### Textauszug:
------------------------------

Es gibt ein Wanderwegenetz, einen Dorfladen, einen winzigen Bahnhof, eine gelbe Telefonzelle und ein Hotel mit Gasthaus und einer eigenen Hausbrauerei. „Ein Vier-Sterne-Haus“, sagt Fischer nicht ohne Stolz. „Einen Vier-Sterne-Wirt haben wir auch“, antwortet Thomas Benkert und lacht. So nennt der Volksmund in Erlabrunn Ewald, den Mann hinter dem Tresen in der Dorfwirtschaft im Altort. Die Entwicklung im fränkischen Erlabrunn ist gegenläufig. 1990 wohnten dort 1500 Bürger, heute sind es 1710. Tendenz: weiter steigend.
„Das ist unsere Herausforderung“, sagt Benkert, „wir sind als Wohnort aufgrund der reizvollen Landschaft und der aktiven Dorfgemeinschaft und des Vereinslebens attraktiv, aber wir müssen kämpfen, damit wir die Versorgungsinfrastruktur aus Metzger, Bäcker und Banken aufrechterhalten können.“ Fischer nickt. Er kennt diesen Kampf. Ein Bauplatz in Erlabrunn West wird aktuell mit 200 bis 240 Euro pro Quadratmeter gehandelt, die Gemeinde besitzt derzeit keinen einzigen mehr. „Tja“, sagt Fischer, „auch das ist ein Unterschied.
Bei uns kostet der Quadratmeter 40 Euro, und wir sind froh, wenn mal einer weg geht.“ Einig sind sich die beiden Bürgermeister in der Flüchtlings-Debatte: „Denen, die aus Kriegs- und Krisengebieten kommen und Schutz suchen, muss geholfen werden.“ Im fränkischen Erlabrunn sind derzeit 21 Asylbewerber in dezentralen Einheiten untergebracht, im sächsischen sind es sieben. International sind beide Orte: In dem Dorf im Erzgebirge leben Menschen aus 16 Nationalitäten zusammen, im fränkischen Pendant sind es gar 26, darunter Menschen aus Griechenland, Thailand, Mexiko oder Brasilien.
Im Gespräch entdecken die Bürgermeister weitere Gemeinsamkeiten: „Der Glaube ist einer unserer Grundfeste“, sagt der evangelische Bürgermeister aus dem protestantisch geprägten Erzgebirgs-Erlabrunn, und sein katholischer Gast nickt zustimmend. „Der Erlabrunner feiert gerne“, sagt Benkert. „Das ist hier auch 1:1 so“, antwortet Fischer, das Holz für das Höhenfeuer am 2. Oktober ist schon geschichtet.

------------------------------

Gespeicherte Dateneinträge:
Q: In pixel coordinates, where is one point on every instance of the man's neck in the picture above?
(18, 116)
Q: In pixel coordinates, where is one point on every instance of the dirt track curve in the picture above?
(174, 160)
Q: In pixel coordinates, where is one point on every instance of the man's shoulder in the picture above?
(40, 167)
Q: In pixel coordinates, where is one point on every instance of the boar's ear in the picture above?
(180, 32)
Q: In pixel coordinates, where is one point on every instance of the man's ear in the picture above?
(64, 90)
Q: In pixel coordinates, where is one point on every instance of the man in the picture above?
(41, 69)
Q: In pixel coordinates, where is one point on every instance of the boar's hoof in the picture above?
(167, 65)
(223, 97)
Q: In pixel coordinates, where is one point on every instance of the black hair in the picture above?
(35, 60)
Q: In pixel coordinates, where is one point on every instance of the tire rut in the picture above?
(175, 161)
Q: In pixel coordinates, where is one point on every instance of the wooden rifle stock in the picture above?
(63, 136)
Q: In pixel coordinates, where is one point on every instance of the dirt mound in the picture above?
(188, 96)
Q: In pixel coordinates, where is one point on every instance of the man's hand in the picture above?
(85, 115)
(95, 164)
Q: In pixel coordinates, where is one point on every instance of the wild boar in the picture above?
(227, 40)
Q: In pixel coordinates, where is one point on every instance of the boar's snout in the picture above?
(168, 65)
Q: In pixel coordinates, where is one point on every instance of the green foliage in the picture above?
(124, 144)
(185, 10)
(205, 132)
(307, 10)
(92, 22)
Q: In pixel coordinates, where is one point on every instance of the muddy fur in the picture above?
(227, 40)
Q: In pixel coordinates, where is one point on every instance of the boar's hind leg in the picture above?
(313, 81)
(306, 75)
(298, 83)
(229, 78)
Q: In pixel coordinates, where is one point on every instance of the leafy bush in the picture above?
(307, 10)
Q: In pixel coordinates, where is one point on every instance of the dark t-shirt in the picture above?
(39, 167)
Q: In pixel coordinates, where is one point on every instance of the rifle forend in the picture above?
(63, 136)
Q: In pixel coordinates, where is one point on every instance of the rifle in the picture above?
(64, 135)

------------------------------

Führe den Auszug über die beiden Orte namens Erlabrunn im Anschluss an seinen letzten Satz fort.

### Antwort:
Wie Erlabrunn in Franken so sieht auch Erlabrunn in Sachsen 25 Jahre nach der Einheit seine Zukunft in der Natur, in der Erholung, im Sport. Mountainbiken wird immer beliebter, es gibt großartige Wanderwege und auf den über 1000 Meter hohen Gipfeln des Erzgebirges ist Wintersport angesagt. „Wir unternehmen in diesem Bereich große Anstrengungen und verzeichnen ordentliche Zuwächse.“ In der Region Breitenbrunn mit seinem sächsischen Sportleistungszentrum Rabenberg seien im vergangenen Jahr 150 000 Übernachtungen registriert worden. In dieser Beziehung ist Erlabrunn am Main noch ein Geheimtipp, aber die abwechslungsreiche Natur aus Clematisgärten, Obstbäumen, Weinbergen und dem Schwarzkiefernwald zieht auch hier immer mehr Touristen an.
„Wir sind die Perle am Main“, sagt Thomas Benkert, und Ralf Fischers Replik kommt wie abgesprochen: „Wir der Kristall im Erzgebirge.“
Der Tag neigt sich dem Ende zu. Fischer verspricht einen Gegenbesuch. Er sagt nicht Drüben. Er sagt: „Bei Euch.“ Erlabrunn, hier wie dort, es liegt seit 25 Jahren auf der gleichen Seite der Grenze.